● **Problem to solve**
Gather each line of the records where "patch" appears.
------------------------------------------------------------------------
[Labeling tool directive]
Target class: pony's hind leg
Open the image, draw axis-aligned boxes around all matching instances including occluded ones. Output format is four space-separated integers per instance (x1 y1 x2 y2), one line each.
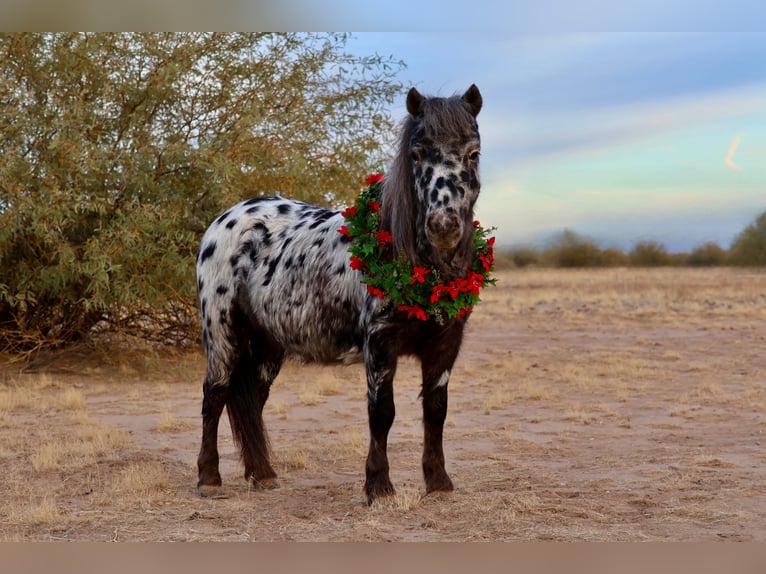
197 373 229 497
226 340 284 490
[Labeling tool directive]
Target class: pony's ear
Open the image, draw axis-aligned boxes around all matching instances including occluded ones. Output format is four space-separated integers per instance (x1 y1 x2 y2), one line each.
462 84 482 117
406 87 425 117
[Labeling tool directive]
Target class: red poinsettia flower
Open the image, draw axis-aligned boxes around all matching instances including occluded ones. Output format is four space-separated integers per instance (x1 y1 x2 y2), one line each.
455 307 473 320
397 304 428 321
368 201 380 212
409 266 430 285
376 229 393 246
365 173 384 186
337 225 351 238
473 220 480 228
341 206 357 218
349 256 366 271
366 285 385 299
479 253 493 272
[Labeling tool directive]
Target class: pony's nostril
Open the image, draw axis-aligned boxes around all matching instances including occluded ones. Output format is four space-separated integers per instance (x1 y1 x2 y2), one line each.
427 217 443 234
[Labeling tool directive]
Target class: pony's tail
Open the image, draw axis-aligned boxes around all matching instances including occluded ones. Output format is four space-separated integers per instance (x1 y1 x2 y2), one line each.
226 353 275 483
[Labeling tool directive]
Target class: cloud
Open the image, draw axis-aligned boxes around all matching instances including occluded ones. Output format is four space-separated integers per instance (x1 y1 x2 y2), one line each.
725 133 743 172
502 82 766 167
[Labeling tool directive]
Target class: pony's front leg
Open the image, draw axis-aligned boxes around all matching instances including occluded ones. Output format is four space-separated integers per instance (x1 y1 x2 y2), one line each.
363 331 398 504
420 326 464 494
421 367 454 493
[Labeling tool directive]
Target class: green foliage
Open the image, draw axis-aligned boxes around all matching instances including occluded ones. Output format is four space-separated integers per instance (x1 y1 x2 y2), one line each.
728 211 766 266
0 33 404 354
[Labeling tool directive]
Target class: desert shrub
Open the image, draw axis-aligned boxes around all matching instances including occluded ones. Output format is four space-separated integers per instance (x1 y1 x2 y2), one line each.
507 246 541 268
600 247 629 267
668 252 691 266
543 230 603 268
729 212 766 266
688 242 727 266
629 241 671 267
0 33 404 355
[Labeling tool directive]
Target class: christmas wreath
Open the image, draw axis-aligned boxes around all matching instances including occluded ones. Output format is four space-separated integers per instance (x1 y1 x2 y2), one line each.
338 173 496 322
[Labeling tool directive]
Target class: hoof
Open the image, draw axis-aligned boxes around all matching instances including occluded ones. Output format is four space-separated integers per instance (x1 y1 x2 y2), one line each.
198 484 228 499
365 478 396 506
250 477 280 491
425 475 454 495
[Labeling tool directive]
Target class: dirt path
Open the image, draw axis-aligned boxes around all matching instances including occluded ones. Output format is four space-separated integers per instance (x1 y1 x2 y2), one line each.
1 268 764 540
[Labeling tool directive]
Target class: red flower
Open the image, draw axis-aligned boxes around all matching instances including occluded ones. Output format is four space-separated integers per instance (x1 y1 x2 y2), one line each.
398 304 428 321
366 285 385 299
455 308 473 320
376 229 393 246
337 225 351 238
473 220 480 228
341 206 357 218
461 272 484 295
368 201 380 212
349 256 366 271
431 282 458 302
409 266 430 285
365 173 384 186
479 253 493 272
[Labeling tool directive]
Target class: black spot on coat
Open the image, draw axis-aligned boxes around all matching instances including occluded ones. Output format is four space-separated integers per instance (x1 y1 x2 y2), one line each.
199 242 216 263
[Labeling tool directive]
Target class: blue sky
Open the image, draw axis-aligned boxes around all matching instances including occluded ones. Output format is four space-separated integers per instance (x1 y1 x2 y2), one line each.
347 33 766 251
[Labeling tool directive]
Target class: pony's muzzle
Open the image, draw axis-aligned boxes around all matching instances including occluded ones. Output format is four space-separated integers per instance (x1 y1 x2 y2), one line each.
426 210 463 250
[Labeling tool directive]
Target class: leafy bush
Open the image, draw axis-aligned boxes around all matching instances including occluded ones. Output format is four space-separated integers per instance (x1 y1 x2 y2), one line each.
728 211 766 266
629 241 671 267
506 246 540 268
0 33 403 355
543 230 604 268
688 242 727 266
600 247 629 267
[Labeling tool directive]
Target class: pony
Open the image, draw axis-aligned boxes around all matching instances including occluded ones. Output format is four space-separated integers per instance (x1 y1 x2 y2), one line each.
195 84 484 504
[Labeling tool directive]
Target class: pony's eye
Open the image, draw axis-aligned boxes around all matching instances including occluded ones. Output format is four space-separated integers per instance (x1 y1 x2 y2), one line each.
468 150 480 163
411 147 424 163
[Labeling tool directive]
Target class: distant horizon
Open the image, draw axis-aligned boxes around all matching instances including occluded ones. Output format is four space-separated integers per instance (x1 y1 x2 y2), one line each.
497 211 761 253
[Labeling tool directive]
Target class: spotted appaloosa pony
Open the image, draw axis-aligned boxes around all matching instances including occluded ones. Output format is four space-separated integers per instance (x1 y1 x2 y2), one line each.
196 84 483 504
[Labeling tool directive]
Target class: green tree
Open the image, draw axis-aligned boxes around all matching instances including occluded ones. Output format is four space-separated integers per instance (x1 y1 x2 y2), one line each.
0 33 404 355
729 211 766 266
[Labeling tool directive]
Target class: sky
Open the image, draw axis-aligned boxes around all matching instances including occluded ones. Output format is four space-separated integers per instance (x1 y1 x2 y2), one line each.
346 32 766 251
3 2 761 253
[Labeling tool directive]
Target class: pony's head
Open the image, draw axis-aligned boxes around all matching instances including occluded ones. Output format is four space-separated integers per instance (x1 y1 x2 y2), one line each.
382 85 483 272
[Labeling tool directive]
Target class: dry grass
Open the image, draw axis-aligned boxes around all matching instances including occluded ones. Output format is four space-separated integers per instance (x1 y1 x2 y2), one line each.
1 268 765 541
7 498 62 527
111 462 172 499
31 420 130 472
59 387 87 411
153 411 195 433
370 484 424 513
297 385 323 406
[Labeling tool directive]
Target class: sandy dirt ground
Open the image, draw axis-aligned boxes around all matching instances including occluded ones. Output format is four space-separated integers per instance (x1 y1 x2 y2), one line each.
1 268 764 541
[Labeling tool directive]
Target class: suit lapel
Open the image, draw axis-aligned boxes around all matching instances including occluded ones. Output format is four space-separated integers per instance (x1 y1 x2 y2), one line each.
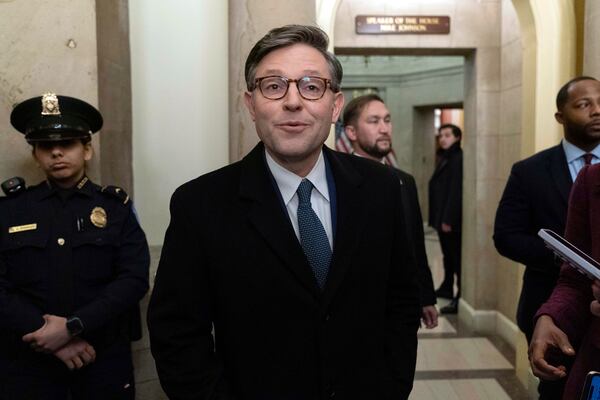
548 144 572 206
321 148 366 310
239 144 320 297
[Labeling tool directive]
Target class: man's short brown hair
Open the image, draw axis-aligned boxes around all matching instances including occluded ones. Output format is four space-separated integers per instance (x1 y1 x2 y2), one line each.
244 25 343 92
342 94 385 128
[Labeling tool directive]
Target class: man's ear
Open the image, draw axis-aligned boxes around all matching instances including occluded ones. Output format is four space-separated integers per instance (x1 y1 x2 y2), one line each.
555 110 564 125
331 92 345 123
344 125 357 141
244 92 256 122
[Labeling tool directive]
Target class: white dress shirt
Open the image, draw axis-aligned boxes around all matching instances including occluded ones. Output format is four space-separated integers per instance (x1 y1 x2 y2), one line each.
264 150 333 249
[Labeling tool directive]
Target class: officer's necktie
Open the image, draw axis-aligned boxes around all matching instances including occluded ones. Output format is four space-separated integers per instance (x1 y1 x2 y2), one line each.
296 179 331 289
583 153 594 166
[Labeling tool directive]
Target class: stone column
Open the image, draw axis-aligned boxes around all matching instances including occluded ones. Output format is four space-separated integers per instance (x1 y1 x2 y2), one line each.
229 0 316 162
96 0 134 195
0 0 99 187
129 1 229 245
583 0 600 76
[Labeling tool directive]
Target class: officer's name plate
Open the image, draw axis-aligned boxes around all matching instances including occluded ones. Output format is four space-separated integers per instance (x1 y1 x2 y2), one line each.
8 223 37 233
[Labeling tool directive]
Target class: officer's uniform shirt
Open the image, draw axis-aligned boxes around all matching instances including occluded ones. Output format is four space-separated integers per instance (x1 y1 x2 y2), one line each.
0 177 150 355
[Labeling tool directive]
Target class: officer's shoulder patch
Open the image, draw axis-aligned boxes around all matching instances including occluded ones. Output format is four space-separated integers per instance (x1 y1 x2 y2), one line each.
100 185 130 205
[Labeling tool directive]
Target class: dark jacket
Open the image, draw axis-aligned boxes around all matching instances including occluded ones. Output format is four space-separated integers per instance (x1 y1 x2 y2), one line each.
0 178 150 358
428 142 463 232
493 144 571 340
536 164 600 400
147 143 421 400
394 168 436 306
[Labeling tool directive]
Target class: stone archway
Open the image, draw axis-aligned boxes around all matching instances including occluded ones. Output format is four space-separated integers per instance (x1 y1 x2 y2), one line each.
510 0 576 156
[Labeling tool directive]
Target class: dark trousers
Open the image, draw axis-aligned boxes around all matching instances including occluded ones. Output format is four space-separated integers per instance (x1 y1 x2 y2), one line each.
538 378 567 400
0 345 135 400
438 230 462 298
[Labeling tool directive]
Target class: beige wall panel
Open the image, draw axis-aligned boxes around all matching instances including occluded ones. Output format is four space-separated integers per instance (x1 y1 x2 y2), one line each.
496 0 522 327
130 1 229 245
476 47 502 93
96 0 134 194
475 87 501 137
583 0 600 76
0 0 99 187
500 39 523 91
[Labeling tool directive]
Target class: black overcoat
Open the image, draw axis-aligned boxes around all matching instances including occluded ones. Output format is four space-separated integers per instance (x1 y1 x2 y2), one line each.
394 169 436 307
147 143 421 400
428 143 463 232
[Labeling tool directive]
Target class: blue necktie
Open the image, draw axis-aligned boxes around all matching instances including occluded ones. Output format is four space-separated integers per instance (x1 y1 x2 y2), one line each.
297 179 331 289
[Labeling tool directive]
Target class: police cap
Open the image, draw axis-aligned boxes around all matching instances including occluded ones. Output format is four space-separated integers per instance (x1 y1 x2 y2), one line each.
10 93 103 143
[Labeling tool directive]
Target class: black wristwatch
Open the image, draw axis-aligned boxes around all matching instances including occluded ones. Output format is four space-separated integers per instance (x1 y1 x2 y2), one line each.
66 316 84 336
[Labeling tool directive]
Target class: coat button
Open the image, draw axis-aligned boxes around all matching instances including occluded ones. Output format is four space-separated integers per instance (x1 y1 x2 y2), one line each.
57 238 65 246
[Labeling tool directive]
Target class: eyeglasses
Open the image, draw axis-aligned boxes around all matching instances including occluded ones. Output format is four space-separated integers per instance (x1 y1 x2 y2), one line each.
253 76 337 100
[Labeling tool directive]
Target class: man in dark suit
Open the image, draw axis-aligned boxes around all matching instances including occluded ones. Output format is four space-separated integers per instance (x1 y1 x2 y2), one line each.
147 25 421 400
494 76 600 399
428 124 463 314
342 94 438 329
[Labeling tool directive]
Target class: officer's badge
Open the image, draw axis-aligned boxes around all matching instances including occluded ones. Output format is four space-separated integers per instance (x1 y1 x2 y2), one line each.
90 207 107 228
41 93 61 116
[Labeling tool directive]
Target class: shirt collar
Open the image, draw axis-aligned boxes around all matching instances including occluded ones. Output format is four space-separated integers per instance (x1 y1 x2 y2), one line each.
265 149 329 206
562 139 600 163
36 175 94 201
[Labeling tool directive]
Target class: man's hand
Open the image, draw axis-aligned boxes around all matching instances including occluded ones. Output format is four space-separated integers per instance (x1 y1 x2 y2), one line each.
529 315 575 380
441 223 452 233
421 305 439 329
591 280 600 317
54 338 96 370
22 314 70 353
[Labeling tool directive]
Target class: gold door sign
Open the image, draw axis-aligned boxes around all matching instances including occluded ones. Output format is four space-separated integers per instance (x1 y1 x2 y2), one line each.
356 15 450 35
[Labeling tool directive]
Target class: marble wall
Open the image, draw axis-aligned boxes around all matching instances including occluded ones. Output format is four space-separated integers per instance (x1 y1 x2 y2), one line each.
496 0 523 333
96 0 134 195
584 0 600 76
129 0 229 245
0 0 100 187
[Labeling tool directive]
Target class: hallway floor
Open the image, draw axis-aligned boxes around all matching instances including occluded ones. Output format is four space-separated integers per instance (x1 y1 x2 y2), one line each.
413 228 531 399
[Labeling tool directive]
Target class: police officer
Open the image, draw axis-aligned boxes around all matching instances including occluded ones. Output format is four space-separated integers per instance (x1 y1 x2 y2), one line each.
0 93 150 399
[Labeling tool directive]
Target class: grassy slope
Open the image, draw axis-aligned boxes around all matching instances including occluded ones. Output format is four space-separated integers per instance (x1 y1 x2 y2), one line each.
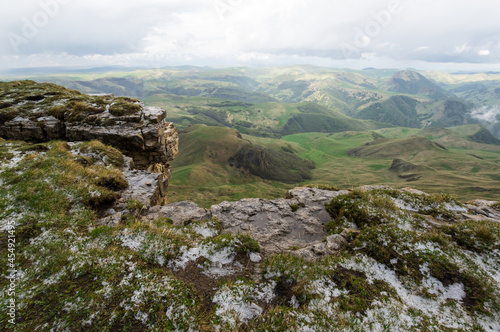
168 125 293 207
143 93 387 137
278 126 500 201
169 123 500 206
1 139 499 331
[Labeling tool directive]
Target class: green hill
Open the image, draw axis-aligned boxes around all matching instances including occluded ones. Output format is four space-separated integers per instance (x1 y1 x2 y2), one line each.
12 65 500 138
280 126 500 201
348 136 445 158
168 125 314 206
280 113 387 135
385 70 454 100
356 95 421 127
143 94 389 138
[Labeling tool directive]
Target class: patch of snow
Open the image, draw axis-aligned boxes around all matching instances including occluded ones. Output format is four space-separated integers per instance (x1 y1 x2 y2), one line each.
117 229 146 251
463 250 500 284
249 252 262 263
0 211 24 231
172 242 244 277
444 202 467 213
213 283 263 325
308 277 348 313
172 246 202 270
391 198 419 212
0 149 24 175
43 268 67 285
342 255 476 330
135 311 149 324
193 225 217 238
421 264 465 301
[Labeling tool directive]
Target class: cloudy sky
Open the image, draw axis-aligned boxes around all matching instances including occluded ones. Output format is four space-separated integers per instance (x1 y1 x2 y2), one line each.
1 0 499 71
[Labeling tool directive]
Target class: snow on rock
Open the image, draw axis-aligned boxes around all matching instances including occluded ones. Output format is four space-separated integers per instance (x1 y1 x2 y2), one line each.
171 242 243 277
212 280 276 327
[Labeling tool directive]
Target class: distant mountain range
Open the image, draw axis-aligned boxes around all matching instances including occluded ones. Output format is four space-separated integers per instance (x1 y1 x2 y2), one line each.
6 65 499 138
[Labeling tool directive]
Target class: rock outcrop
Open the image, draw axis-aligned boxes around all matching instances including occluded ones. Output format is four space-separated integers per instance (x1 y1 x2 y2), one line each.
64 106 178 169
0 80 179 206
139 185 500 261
------------------------------------------------------------------------
● **Result for this task**
Target class: officer's shoulder patch
Target class: patch of snow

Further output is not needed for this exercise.